Dataset entries: Begin

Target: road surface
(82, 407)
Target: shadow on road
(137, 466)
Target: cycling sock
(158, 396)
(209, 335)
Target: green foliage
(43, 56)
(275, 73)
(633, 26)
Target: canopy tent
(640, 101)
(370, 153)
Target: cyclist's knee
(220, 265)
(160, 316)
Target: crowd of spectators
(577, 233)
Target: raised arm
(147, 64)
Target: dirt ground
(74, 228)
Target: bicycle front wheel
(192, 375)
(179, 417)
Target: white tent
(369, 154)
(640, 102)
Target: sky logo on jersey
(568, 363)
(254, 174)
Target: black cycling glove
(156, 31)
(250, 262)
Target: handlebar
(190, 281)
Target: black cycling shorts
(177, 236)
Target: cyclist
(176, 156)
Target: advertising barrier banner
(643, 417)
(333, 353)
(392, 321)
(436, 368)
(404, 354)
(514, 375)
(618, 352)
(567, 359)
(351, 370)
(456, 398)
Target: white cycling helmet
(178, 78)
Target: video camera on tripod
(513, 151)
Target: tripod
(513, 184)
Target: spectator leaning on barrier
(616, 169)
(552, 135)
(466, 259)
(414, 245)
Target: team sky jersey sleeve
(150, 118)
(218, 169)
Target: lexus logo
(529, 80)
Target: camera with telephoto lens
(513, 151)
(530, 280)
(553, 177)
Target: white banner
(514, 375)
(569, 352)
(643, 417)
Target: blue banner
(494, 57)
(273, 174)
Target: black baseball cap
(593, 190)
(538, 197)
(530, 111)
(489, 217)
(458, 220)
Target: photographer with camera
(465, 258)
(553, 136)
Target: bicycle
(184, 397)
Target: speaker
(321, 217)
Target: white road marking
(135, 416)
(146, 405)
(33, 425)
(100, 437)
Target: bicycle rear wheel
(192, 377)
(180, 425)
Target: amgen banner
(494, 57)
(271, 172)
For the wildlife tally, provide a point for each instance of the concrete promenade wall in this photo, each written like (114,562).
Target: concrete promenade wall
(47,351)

Dataset entries: End

What you need to do: Output nothing but the lines from the one with "Target: camera with telephoto lens" through the last line above, each exactly as it stands.

Your response:
Target: camera with telephoto lens
(513, 151)
(530, 280)
(553, 177)
Target: white banner
(514, 375)
(569, 352)
(643, 417)
Target: blue banner
(494, 57)
(273, 174)
Target: black baseball cap
(593, 190)
(538, 197)
(530, 111)
(489, 217)
(458, 220)
Target: photographer with camera
(465, 258)
(553, 136)
Target: bicycle
(184, 397)
Target: speaker
(321, 217)
Target: white road marking
(135, 416)
(146, 405)
(33, 425)
(100, 437)
Target: bicycle rear wheel
(192, 377)
(180, 425)
Target: amgen banner
(494, 57)
(271, 172)
For the wildlife tally, provide a point for each instance of the concrete promenade wall in this photo, each written like (114,562).
Target: concrete promenade wall
(47,351)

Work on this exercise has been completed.